◆ **Exercise instructions**
(1) Copy the saw blade discussion starting with "## Mike (Nov" and going on through "tightened. Safety first!", replacing "feed rate" with "pace".
(2) Gather every line of the listing that contains the word "face" and copy each one out.

◆ **Passage shown**
+ + + + +

Gene, you beat my post by a few seconds.

Your theory does sound plausible, although I think that most saws these days have essentially perfect arbors.

More than anything, I find that it will be a stubborn knot that starts the trouble with these blades. But for everyday typical cabinetmaking use, the thin blades work well.


----------



## Cherryville Chuck (Sep 28, 2010)

I used a thin rim Freud ripping blade for several years and the cut is not as smooth with them as with the glue line Freud I use now and that's on a unisaw so the arbor is good. I did find that using saw blade stabilizers improved the cut when I needed it and the stabilizers definitely improved chop saw cuts at 45* on hard woods.


----------



## Mike (Nov 22, 2004)

Don, when I hear about blade deflection the first thing that comes to mind is "Don't force it, let the tool make the cut." This is also true for other types of saw blades and router bits. You need to move just fast enough to prevent burning with a smooth and steady feed rate. This will give you the cleanest cut possible.

Vibration occurs when a tool is out of true. If you are getting vibration stop using the tool and find out why. A bent saw blade or router bit shank could be the cause; the cutter may not be properly tightened. Safety first!

I am currently using a Forrest Woodworker II thin kerf blade and have had no problems with it; the cuts are first rate. Forrest recommends using a stiffener with all table saw blades to improve the cut. I used the Forrest stiffener with a Guhdo-Gmaxx standard kerf blade and I believe the cut was smoother.


----------



## hawkeye10 (Jul 28, 2015)

That is a new brand of blades for me.


----------



## PhilBa (Sep 25, 2014)

I've used both but prefer the cut of the normal kerf blades. Though, I have a 3HP TS so don't have to worry much about bogging down.. I would use thin kerf if I was cutting a lot of thin pieces as it would yield 20% more (or take less wood to get the same amount).

If you are experiencing vibration, try a set of stabilizers.


----------



## jdonhowe (Sep 12, 2009)

> if you are cutting difficult wood, the blade will tend to heat up more


 I must respectfully disagree. I've seen the comment made more than once that thin kerf blades will build up more heat, since they have less thermal mass. I have not seen any documentation to support that idea, and as a [retired] scientist, it makes no sense to me.

+ + + + +

◆ **Data for this exercise**

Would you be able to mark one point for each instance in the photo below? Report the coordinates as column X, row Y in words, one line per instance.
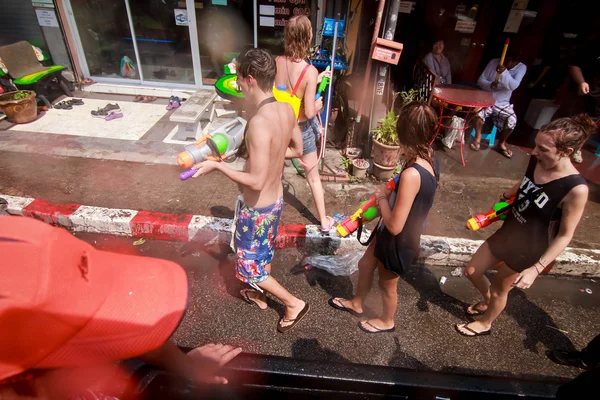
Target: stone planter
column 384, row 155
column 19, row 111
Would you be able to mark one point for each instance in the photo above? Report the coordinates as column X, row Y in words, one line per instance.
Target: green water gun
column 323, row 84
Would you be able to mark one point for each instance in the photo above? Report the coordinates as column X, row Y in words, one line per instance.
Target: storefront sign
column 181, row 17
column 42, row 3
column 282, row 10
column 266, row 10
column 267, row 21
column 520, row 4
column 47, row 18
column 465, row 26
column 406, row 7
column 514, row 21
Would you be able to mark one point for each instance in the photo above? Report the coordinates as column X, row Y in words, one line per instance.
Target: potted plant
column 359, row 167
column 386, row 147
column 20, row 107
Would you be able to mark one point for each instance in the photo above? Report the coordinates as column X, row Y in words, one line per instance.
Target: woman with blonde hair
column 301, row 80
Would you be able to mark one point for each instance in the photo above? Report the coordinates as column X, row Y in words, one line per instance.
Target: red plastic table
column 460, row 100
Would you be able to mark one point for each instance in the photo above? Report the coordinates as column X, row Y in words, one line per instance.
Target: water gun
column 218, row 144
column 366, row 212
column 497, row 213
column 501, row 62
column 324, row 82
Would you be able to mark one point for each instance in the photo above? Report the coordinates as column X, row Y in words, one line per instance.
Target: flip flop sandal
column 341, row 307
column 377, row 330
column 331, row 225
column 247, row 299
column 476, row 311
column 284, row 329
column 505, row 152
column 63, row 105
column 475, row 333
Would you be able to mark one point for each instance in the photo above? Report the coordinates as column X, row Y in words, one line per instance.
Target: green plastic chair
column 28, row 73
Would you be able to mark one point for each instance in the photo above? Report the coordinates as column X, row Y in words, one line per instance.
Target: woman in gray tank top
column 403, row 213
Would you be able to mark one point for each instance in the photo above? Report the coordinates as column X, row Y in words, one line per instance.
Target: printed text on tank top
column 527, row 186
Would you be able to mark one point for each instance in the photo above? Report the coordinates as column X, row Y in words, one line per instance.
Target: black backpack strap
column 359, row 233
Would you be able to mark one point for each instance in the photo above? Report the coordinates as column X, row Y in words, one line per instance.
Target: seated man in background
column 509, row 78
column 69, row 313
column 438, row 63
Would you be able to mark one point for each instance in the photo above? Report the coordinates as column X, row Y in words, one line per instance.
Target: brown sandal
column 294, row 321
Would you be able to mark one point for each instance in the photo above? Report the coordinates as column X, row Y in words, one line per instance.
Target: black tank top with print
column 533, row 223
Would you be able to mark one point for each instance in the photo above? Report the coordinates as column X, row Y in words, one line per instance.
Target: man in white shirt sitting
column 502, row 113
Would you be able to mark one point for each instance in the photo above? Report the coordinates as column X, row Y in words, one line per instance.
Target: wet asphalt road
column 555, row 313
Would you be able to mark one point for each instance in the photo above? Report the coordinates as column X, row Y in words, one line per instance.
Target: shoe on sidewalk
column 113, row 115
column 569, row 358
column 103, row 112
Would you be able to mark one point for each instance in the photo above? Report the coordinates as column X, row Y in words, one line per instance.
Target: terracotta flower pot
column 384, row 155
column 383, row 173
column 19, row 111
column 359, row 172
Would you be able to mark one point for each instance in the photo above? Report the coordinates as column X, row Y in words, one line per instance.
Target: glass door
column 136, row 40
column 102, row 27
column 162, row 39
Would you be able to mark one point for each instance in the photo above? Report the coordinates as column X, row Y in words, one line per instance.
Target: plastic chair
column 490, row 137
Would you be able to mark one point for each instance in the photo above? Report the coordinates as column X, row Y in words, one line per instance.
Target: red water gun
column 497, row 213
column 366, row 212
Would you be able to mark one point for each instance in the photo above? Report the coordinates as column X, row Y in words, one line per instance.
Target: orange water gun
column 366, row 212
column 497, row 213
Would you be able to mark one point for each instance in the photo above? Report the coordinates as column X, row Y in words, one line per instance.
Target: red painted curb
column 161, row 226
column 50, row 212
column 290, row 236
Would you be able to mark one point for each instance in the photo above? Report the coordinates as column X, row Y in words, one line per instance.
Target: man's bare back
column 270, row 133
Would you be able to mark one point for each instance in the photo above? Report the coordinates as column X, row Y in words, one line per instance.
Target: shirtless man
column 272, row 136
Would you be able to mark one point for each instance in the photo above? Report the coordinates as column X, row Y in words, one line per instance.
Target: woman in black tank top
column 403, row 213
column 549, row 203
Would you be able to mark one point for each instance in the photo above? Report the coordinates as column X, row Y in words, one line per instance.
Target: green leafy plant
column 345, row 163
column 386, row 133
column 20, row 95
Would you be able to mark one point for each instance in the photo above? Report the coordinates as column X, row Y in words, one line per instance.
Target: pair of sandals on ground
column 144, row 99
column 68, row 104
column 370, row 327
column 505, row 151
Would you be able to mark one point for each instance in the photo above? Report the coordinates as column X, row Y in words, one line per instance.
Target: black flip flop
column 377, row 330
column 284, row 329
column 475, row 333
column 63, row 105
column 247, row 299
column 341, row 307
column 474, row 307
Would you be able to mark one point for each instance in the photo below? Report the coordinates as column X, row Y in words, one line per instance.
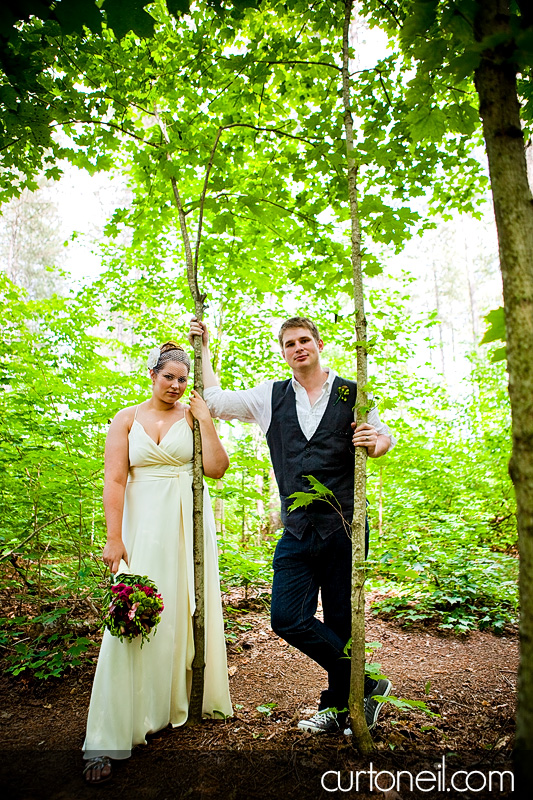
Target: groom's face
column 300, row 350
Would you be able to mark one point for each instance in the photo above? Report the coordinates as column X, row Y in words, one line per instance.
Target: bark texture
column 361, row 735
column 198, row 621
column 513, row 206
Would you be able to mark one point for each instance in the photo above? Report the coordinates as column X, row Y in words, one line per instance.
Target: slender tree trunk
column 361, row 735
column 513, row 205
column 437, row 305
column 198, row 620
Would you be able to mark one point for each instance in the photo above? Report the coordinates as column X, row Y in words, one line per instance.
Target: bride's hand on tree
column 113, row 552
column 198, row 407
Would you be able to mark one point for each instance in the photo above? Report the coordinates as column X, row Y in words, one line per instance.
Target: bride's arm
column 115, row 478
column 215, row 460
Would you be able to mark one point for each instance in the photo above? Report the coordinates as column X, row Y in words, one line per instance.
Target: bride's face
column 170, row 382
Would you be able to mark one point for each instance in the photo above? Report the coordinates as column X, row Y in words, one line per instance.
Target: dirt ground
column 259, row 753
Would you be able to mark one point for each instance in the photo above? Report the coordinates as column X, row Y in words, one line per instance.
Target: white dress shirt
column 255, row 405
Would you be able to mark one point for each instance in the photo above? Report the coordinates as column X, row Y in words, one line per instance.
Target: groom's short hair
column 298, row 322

+ + + + +

◆ **Solutions below**
(1)
## Mike (Nov 22, 2004)

Don, when I hear about blade deflection the first thing that comes to mind is "Don't force it, let the tool make the cut." This is also true for other types of saw blades and router bits. You need to move just fast enough to prevent burning with a smooth and steady pace. This will give you the cleanest cut possible.

Vibration occurs when a tool is out of true. If you are getting vibration stop using the tool and find out why. A bent saw blade or router bit shank could be the cause; the cutter may not be properly tightened. Safety first!

(2)
Target: groom's face
Target: bride's face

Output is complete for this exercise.